Print the line containing "Target: shrub" and every later line of the records. Keep each one exactly as given, ending with the last.

** Opening DATA TO USE block **

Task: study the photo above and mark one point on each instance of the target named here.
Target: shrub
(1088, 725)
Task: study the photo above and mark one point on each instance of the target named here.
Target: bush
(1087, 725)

** Closing DATA TO USE block **

PROBLEM SOLUTION:
Target: shrub
(1088, 725)
Task: study the photo above and mark one point on each instance of the target named here.
Target: bush
(1087, 725)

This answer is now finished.